(Problem statement) Search the data for "flying". Each line containing it is to be copied.

(Data for this task)
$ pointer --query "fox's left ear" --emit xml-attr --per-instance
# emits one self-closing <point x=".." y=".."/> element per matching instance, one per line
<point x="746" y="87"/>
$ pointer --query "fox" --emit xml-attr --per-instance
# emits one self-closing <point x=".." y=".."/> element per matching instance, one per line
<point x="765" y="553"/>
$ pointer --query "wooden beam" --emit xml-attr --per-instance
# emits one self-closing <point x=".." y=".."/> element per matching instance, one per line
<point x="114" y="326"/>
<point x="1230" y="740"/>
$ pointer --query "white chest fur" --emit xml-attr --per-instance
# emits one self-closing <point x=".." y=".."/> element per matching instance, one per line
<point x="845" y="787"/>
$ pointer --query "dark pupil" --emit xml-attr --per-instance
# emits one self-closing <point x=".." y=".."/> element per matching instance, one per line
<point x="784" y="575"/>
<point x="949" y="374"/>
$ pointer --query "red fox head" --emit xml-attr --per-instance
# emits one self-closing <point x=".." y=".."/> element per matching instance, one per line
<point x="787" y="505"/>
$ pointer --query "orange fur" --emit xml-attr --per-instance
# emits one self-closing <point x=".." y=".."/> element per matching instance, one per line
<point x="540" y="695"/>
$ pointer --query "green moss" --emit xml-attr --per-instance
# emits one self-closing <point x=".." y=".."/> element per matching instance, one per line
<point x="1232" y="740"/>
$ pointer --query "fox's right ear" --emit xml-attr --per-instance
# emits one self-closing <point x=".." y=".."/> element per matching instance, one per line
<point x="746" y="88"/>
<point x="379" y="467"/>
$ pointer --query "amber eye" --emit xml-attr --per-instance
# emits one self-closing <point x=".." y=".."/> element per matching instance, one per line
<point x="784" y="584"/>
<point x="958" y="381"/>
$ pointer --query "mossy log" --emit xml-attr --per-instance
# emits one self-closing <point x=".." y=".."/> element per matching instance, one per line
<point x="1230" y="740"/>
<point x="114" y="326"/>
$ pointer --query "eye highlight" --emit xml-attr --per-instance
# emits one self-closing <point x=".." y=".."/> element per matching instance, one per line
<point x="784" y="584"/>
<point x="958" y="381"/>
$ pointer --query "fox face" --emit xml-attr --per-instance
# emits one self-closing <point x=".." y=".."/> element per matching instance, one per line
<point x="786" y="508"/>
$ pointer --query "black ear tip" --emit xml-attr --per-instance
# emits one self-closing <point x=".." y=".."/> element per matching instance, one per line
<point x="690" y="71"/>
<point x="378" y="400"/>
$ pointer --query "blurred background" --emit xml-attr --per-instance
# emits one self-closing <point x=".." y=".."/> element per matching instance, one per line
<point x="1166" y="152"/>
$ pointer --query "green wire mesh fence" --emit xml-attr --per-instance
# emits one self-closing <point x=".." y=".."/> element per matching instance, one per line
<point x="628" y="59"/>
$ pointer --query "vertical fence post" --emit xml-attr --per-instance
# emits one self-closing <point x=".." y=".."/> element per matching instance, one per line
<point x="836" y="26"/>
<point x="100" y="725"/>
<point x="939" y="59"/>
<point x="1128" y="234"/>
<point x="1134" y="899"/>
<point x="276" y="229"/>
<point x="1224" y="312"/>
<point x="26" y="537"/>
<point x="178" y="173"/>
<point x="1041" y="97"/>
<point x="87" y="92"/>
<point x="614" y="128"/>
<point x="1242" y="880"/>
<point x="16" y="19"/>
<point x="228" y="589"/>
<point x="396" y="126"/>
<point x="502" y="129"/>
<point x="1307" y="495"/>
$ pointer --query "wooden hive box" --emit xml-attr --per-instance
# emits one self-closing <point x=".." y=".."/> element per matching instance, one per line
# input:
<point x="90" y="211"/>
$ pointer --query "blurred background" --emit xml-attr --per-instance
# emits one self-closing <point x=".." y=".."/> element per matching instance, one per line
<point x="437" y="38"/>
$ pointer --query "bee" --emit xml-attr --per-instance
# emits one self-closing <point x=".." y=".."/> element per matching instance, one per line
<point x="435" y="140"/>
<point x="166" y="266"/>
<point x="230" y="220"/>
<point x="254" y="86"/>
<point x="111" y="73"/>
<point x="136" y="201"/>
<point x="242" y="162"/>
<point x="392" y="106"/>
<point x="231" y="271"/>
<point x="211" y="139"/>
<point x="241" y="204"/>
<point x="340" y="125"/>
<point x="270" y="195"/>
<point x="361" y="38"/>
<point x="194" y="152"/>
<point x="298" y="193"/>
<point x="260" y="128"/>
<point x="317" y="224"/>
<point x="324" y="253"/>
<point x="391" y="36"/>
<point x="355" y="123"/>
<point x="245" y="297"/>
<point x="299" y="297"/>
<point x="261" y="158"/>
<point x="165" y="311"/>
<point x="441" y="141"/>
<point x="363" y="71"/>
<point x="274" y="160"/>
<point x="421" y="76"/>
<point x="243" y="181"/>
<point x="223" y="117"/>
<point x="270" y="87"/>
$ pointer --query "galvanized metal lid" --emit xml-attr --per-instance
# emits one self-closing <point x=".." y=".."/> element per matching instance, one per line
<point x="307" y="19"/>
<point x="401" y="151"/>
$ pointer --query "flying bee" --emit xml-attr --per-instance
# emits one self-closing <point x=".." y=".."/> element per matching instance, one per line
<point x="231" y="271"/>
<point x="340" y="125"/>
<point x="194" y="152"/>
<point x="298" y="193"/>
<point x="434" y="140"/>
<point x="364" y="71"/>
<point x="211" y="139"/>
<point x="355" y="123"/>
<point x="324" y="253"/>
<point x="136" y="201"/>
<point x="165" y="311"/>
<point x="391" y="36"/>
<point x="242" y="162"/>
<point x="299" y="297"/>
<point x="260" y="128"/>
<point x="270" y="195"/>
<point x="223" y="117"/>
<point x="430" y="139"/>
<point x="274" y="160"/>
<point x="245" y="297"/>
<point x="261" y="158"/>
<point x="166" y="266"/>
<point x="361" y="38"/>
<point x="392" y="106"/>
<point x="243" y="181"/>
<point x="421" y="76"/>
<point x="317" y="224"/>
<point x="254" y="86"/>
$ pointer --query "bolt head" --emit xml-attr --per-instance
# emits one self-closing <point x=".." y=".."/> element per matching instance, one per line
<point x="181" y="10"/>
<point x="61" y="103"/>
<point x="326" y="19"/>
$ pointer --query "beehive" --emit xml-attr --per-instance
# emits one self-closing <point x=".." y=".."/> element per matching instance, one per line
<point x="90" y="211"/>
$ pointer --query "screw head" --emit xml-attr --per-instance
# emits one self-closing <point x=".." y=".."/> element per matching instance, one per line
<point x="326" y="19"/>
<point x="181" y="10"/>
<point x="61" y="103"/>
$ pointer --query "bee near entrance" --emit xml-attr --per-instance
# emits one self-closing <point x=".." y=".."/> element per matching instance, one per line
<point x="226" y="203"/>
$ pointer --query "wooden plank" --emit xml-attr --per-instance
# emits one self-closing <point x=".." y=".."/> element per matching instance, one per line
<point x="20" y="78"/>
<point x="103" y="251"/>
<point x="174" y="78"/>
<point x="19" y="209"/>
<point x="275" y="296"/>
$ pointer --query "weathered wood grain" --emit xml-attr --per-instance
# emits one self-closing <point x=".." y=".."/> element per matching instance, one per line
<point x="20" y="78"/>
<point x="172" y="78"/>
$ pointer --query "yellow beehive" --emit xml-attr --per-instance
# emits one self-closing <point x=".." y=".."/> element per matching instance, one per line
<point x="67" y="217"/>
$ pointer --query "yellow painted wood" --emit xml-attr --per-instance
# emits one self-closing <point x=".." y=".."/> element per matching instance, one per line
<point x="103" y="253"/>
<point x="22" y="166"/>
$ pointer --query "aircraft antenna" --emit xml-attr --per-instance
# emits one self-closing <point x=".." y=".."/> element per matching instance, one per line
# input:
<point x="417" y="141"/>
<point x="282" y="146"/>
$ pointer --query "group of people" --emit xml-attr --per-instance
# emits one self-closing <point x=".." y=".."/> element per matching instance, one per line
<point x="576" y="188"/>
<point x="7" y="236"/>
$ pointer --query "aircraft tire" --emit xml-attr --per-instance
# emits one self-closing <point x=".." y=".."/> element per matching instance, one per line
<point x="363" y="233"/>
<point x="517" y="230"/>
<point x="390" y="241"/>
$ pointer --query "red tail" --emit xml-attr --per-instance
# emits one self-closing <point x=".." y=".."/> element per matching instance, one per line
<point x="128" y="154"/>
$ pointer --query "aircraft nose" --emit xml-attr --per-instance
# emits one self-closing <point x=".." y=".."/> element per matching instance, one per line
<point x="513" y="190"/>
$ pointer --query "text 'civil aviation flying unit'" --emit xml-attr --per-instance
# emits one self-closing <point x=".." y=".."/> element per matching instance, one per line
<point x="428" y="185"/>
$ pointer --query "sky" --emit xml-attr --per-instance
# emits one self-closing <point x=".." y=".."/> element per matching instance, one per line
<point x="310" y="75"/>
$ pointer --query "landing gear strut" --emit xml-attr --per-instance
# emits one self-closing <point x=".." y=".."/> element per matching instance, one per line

(Response below)
$ pointer --query "flying bee" --emit xml-attr --per-instance
$ pointer --query "text 'civil aviation flying unit'" --emit xml-attr --per-instance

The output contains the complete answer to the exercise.